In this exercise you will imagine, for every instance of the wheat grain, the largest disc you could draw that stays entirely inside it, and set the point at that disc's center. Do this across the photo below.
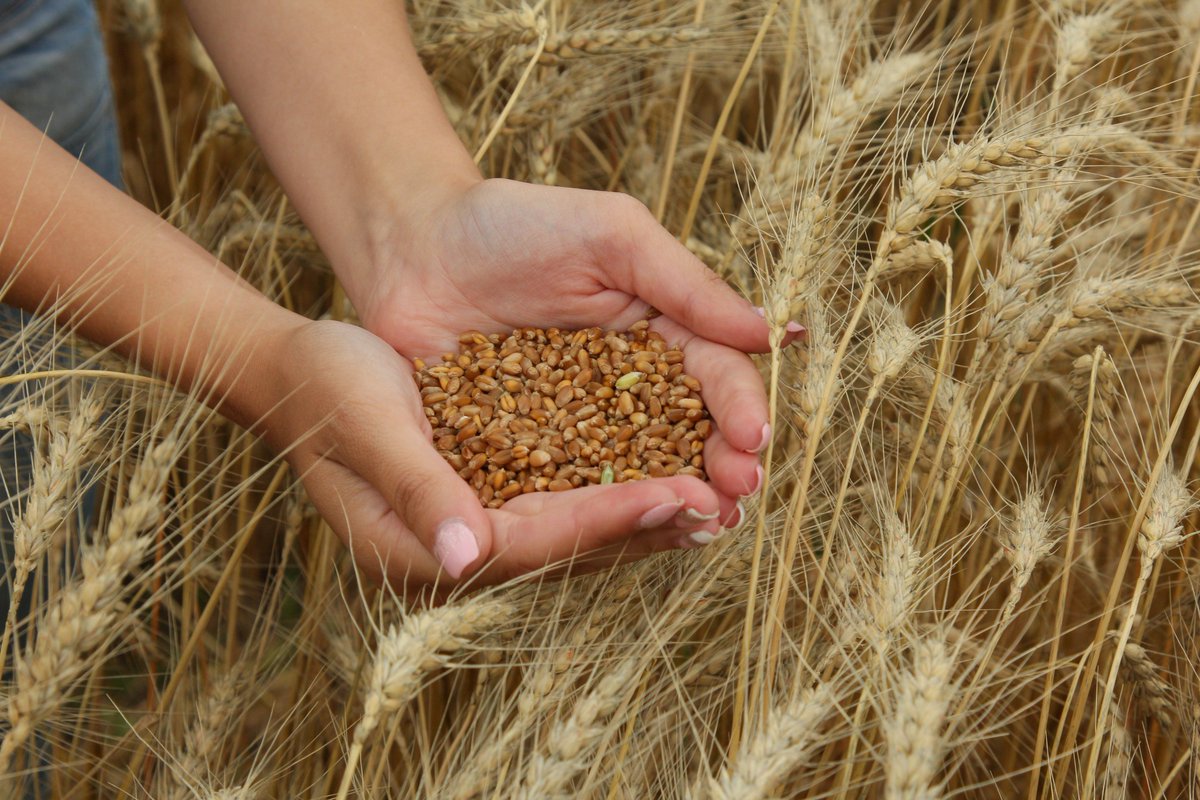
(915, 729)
──────────
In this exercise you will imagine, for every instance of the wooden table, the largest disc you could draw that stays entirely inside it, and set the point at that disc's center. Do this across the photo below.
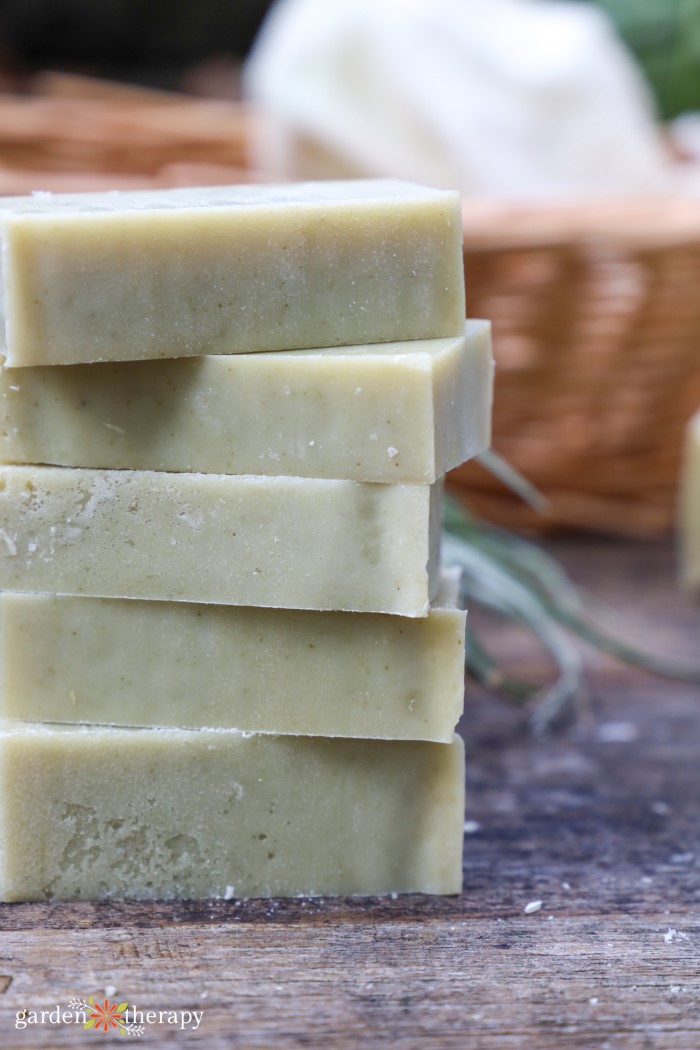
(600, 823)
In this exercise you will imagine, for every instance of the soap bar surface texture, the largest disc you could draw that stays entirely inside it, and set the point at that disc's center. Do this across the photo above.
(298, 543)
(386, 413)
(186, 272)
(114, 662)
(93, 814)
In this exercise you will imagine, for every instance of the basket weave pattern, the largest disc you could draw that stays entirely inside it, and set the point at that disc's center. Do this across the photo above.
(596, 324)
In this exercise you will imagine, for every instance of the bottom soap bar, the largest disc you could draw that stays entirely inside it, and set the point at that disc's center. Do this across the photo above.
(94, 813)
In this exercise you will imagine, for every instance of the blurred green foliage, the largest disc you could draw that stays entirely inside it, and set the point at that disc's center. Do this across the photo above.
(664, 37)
──────────
* Short task *
Report each line from the items above that contains the string "below", copying every such line in full. Matching is case-sensitive.

* Written answer *
In this exercise you will imagine, for every instance of the wheat grain, the largest disc you could draw that stays entirely inside it, and set the point at that disc's center. Do this across the photo below.
In this exercise you will imagine, for every instance of the wooden table, the largest disc you could draw that stays entirely inside it, and set the point at that disc's center. Do this across the photo below.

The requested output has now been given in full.